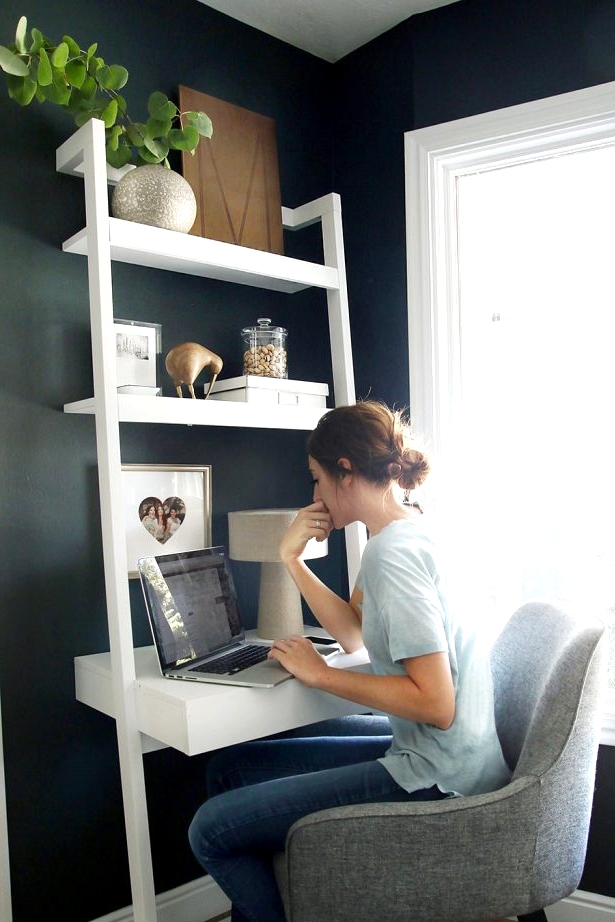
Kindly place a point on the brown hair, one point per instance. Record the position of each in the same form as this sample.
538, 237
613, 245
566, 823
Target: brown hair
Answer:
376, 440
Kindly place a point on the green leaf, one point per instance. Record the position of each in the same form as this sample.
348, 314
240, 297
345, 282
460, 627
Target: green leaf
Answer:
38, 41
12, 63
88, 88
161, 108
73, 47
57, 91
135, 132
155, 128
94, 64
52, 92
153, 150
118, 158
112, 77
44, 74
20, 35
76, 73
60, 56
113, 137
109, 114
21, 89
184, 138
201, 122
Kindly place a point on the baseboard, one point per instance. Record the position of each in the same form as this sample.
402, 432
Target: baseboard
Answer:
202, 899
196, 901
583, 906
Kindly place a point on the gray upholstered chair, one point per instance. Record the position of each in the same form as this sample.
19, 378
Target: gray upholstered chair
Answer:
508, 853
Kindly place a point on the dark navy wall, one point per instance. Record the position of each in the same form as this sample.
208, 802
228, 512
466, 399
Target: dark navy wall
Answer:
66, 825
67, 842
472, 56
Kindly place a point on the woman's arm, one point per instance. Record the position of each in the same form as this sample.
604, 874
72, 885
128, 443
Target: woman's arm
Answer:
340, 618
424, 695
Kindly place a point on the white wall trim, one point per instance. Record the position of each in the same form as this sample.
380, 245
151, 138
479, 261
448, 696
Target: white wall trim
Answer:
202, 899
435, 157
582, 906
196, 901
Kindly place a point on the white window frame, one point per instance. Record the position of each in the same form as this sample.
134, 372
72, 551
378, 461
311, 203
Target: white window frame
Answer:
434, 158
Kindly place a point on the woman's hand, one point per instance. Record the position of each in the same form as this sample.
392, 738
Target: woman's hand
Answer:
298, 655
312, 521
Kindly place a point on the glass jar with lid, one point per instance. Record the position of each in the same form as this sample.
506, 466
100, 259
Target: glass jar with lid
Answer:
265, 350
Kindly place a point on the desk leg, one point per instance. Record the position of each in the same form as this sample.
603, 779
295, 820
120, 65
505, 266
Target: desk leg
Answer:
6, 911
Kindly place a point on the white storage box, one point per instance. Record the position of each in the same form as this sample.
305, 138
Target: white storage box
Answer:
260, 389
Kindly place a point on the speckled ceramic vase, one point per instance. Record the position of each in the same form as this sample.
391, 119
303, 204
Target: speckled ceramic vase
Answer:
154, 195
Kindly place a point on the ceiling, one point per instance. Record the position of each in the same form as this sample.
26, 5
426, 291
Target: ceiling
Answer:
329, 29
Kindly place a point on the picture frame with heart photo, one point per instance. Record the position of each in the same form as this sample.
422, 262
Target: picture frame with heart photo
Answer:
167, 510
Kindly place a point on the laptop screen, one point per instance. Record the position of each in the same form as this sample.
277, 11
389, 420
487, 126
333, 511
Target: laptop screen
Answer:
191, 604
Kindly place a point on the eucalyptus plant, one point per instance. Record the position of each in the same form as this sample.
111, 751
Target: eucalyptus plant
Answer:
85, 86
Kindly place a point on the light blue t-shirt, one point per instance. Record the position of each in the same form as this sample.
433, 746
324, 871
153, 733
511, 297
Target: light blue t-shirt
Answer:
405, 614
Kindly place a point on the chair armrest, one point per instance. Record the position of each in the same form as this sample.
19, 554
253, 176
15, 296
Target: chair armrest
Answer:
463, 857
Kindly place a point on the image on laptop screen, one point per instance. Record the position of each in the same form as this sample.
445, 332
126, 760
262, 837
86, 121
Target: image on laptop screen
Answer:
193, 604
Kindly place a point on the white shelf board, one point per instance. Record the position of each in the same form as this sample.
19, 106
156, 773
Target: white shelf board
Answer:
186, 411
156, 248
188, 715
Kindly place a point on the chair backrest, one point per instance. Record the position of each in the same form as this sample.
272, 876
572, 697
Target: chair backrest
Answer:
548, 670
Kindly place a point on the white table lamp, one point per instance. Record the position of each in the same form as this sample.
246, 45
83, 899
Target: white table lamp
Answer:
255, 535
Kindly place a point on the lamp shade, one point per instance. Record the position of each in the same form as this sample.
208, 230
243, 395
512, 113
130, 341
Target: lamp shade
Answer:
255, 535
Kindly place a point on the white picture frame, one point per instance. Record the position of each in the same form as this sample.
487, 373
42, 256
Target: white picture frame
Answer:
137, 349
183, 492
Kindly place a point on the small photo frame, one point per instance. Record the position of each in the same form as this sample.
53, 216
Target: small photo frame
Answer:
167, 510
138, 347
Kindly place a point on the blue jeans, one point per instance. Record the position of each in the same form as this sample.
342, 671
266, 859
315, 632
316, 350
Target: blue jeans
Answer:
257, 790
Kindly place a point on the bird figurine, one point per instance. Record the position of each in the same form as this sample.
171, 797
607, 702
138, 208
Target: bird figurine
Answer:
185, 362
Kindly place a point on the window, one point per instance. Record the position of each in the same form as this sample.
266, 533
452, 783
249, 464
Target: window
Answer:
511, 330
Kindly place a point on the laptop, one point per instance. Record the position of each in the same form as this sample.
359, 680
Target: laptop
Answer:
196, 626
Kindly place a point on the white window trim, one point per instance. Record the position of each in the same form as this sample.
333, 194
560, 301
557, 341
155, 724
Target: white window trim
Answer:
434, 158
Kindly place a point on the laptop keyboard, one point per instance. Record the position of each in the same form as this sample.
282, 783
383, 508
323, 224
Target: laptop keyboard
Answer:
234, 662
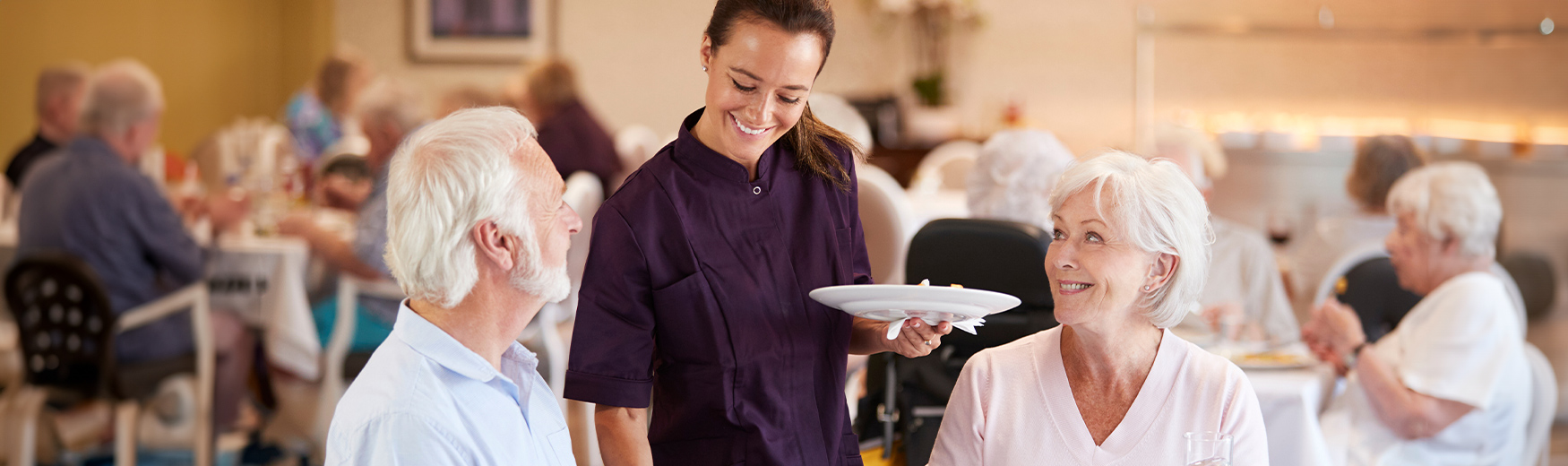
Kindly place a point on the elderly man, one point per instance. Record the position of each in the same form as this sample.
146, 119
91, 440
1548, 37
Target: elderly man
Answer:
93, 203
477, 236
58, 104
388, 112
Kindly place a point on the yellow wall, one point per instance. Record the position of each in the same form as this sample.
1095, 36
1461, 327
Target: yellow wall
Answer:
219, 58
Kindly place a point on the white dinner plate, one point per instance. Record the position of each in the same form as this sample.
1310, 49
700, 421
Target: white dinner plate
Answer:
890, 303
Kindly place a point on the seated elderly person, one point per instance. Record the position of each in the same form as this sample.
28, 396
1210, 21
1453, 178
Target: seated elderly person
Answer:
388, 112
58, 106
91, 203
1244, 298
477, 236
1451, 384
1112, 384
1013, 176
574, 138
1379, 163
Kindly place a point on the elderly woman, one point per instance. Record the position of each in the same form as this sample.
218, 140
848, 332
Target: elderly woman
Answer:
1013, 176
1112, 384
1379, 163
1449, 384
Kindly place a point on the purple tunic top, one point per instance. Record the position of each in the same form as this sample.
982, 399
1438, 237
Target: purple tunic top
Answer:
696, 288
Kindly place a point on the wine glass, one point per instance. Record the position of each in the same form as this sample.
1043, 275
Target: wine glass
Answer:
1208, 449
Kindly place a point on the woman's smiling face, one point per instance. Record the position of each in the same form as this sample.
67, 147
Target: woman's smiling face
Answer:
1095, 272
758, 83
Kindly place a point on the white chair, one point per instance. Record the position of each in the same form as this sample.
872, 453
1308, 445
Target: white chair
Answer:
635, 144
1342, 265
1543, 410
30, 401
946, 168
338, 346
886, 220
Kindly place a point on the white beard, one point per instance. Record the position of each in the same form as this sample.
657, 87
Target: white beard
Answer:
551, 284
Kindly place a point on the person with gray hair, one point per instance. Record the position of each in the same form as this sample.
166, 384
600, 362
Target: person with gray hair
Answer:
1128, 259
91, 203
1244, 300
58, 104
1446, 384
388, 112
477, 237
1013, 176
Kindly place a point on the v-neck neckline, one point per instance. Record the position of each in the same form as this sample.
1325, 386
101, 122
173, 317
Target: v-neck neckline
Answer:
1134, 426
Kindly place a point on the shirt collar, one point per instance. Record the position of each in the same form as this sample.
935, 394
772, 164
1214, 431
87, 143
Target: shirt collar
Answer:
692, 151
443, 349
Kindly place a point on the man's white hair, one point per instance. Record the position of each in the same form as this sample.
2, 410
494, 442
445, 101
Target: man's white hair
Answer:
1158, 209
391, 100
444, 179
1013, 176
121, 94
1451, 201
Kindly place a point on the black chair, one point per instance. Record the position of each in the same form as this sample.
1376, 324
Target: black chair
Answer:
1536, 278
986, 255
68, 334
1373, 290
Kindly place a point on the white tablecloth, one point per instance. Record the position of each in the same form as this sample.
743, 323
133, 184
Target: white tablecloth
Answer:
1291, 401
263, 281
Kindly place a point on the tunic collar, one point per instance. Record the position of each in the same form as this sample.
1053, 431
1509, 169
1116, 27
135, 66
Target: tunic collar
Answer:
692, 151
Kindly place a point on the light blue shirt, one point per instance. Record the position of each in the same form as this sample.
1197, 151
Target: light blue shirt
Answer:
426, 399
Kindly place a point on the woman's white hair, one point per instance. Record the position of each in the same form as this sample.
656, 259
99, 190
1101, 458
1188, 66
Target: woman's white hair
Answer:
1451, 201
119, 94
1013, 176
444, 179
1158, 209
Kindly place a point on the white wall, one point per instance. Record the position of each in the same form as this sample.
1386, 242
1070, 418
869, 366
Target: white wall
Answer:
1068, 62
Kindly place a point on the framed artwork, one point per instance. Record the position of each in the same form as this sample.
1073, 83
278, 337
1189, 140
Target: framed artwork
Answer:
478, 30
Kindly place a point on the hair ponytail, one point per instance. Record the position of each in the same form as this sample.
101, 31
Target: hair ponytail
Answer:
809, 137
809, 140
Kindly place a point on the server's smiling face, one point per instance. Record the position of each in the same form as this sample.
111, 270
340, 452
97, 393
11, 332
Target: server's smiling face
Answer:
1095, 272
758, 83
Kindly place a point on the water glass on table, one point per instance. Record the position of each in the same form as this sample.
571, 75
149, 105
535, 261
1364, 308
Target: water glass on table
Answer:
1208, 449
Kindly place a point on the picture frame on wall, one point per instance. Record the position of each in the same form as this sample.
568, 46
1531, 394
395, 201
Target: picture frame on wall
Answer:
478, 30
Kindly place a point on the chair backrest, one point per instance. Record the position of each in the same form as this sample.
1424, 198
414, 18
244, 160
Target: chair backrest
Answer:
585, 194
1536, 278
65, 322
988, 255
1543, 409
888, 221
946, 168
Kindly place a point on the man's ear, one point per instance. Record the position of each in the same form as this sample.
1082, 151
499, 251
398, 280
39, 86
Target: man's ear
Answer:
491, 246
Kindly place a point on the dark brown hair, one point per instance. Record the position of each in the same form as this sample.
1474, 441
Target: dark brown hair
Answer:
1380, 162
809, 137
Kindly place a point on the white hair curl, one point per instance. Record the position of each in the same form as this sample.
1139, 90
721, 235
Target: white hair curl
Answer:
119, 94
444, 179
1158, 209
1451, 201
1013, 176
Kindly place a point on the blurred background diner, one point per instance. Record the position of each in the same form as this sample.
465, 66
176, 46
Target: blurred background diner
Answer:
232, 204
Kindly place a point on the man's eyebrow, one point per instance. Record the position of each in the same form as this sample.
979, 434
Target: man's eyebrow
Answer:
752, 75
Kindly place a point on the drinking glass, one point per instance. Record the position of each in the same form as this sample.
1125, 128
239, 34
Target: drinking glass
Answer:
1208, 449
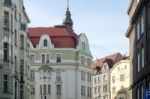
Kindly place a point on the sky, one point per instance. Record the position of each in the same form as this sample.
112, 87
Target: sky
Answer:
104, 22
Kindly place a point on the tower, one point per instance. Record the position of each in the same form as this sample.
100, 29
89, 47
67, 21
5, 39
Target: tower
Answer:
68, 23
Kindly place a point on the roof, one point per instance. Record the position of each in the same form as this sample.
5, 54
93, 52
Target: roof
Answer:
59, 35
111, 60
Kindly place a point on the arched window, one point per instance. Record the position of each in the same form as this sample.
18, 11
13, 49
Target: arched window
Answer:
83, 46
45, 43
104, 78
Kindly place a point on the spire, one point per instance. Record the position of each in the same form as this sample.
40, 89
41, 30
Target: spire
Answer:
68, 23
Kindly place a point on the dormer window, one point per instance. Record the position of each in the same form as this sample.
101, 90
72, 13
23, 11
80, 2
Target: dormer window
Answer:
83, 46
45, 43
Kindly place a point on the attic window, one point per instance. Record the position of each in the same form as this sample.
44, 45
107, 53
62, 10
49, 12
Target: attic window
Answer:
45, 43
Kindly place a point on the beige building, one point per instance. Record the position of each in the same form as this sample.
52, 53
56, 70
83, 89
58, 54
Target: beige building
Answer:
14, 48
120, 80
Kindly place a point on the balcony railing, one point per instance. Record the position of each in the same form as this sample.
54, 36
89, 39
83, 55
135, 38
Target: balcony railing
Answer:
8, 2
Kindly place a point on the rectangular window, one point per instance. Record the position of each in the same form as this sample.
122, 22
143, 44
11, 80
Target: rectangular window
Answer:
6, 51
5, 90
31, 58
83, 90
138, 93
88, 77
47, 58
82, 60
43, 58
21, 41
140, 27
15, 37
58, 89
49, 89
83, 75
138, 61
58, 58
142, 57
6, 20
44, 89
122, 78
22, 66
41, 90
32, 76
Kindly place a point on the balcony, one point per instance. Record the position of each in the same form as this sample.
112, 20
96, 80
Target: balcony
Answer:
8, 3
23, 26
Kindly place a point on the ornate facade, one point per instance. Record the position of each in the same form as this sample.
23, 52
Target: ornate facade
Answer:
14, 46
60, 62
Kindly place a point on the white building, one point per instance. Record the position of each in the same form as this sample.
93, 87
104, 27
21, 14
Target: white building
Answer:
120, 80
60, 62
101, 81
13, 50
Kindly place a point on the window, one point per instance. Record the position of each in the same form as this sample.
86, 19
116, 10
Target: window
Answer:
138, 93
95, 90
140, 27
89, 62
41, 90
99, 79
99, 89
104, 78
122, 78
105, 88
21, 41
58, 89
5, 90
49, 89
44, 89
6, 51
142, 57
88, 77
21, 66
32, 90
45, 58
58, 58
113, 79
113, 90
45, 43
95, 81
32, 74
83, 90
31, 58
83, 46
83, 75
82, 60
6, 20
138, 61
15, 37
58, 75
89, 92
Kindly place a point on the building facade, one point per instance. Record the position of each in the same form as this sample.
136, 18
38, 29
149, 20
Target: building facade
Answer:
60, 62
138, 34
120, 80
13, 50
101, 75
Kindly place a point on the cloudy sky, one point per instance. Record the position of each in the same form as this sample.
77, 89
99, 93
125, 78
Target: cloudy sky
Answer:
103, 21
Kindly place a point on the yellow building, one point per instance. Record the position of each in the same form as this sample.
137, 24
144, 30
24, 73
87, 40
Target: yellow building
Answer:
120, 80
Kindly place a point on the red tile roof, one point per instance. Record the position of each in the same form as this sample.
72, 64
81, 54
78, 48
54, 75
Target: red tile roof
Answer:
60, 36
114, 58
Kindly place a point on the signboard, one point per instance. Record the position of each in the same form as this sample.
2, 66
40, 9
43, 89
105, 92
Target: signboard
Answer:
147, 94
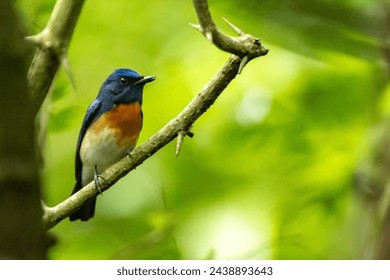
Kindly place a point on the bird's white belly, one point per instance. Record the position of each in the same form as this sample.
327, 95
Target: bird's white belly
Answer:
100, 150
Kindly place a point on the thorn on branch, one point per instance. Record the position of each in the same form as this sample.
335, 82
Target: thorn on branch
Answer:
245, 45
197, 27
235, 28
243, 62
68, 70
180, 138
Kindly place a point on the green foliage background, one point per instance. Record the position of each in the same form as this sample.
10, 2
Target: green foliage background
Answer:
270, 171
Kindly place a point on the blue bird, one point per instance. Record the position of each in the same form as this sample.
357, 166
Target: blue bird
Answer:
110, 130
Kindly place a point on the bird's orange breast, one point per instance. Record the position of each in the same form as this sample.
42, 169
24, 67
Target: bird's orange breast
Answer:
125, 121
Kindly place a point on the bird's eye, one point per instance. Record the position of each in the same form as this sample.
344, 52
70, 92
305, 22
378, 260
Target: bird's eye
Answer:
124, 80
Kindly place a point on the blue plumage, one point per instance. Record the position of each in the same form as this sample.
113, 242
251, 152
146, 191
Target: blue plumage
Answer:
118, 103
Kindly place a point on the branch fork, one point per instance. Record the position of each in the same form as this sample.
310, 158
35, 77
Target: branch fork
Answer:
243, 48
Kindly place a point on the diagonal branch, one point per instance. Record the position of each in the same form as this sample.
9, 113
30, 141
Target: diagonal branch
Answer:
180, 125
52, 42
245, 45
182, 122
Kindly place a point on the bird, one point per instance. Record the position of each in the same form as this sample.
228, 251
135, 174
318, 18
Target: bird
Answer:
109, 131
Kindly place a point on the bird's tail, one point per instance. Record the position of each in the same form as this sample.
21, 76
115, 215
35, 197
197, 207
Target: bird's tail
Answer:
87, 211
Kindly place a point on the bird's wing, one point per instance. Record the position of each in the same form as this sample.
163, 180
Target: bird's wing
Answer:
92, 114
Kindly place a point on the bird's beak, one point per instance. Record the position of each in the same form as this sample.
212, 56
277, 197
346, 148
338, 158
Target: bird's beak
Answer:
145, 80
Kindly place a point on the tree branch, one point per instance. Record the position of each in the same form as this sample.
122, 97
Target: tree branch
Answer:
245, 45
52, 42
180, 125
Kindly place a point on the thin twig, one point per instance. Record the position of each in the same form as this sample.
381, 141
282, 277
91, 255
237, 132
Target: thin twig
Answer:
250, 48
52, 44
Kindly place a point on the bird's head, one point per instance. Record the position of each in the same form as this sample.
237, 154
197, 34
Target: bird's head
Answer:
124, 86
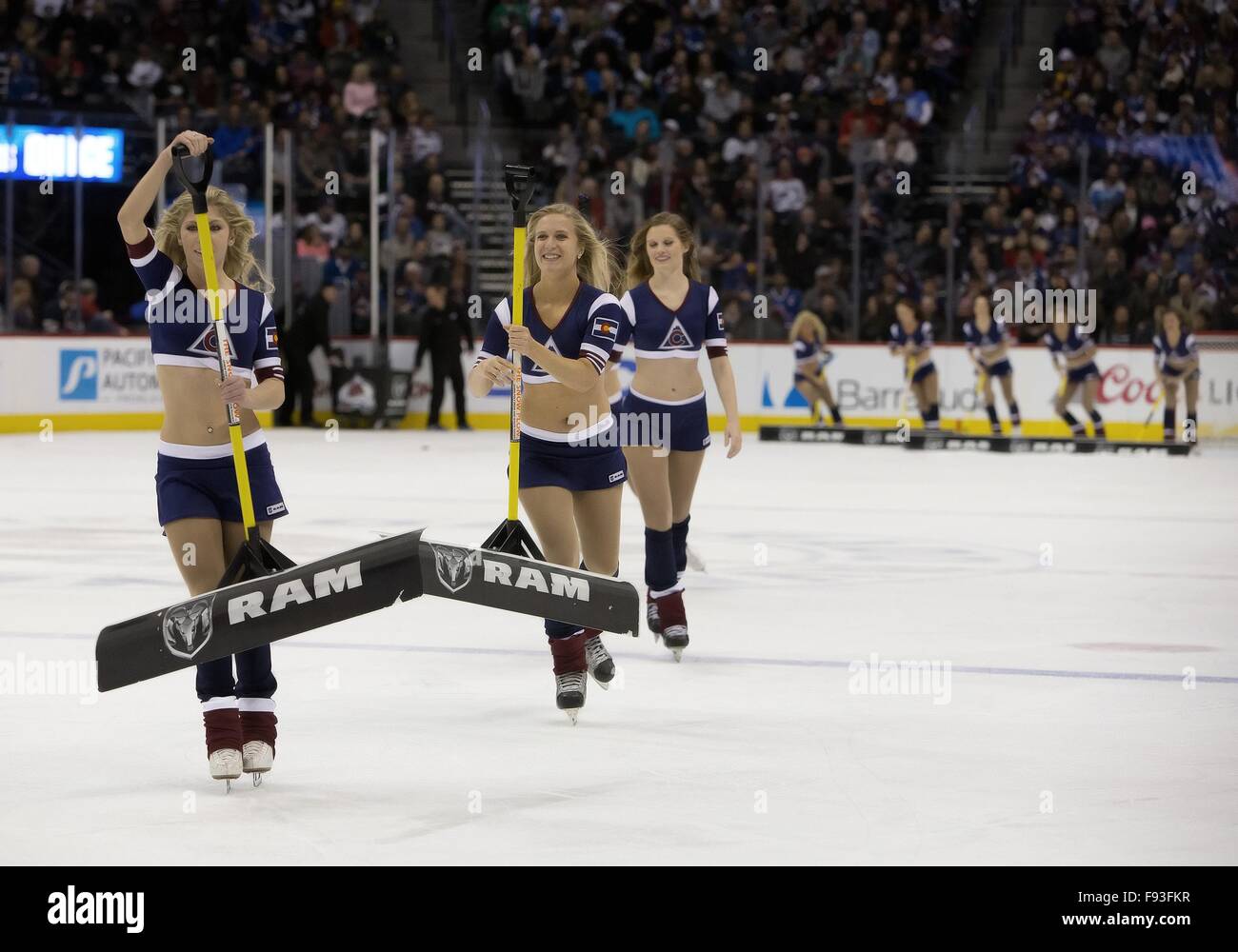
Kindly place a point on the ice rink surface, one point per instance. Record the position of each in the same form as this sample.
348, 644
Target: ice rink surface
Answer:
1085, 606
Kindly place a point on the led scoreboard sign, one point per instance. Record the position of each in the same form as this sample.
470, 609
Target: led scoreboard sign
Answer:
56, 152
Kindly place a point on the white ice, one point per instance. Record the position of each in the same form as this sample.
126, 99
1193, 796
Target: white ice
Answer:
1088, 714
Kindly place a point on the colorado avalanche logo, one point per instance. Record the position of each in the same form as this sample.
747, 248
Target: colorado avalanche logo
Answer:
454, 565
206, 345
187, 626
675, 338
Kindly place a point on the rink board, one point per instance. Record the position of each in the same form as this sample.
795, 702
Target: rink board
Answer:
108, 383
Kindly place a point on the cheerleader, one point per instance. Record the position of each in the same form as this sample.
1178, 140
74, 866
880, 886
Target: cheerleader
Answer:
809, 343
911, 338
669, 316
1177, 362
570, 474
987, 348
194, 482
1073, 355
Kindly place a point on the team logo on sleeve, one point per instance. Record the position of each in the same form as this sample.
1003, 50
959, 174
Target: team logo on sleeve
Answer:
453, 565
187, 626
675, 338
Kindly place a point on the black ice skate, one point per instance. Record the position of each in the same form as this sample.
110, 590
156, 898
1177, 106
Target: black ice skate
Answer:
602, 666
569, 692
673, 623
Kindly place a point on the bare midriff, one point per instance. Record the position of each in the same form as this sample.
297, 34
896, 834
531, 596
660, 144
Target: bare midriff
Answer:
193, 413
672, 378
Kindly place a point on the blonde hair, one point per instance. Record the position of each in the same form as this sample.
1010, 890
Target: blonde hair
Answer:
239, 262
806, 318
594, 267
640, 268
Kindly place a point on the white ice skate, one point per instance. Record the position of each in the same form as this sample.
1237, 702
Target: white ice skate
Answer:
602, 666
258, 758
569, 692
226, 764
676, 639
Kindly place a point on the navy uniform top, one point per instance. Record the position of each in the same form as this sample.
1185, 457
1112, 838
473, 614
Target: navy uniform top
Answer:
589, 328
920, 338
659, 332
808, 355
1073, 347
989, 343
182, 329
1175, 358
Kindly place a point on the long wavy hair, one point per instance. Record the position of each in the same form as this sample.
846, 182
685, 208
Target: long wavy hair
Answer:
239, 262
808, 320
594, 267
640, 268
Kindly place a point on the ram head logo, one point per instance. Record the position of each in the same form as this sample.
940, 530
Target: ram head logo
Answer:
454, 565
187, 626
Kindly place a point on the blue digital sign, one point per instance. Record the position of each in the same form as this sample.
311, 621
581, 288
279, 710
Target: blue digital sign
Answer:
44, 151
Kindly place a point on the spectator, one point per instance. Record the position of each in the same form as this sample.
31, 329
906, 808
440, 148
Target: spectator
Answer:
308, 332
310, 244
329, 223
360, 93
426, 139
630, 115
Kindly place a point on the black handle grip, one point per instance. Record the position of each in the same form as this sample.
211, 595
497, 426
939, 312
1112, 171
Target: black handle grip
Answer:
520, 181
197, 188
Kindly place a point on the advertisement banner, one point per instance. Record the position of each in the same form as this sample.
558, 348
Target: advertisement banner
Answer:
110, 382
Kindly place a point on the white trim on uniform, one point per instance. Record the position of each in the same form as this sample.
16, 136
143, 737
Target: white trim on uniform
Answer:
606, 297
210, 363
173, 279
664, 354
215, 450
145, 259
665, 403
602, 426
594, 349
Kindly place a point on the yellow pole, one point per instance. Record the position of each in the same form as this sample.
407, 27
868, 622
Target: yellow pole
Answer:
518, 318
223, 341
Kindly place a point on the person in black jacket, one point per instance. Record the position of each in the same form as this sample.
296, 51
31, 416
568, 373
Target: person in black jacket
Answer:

What you need to do: Copy out the lines from the line containing "Kindly place a point on the blue digital" to the end of the listing above, without alteration.

The result:
Kindly place a point on the blue digital sign, one point per instance. Record the position of each in the same form as this sample.
311, 621
581, 288
279, 710
Target: blue digital sign
Answer:
44, 151
Kindly place a point on the spectator, one point per instance. Record the position of each in the same form as this sample.
31, 329
906, 808
440, 148
Target: spectator
Answer:
308, 332
310, 244
329, 223
360, 93
426, 139
630, 115
Kindly place a point on the black handle grip, one point per instance. Record the position of each in the same form as this sample.
211, 595
497, 426
939, 312
1112, 171
Target: black handle grip
Answer:
520, 181
197, 188
Kindly place a point on the advertisement banner, one point per instance. Record the position of each in the same form as this sample.
558, 348
Target: advertisement banner
Answer:
110, 382
Kindly place a point on the white trim on uniform, one point per instance. Record the position of each in the same form as this sample.
16, 136
143, 737
Target: white trim on uniform
Answer:
606, 297
210, 363
173, 279
664, 354
215, 450
145, 259
665, 403
602, 426
594, 349
Kindly place a point on the yellow pole, one point per instance. Record the position of each in the same form as this sample.
407, 27
868, 622
Target: yellow pole
Answer:
518, 318
223, 341
Kindly place a point on the person in black jacket, one point per instance. Record the position of each in the same form as this sample.
296, 51
31, 416
568, 373
Target: person in black jacket
Answer:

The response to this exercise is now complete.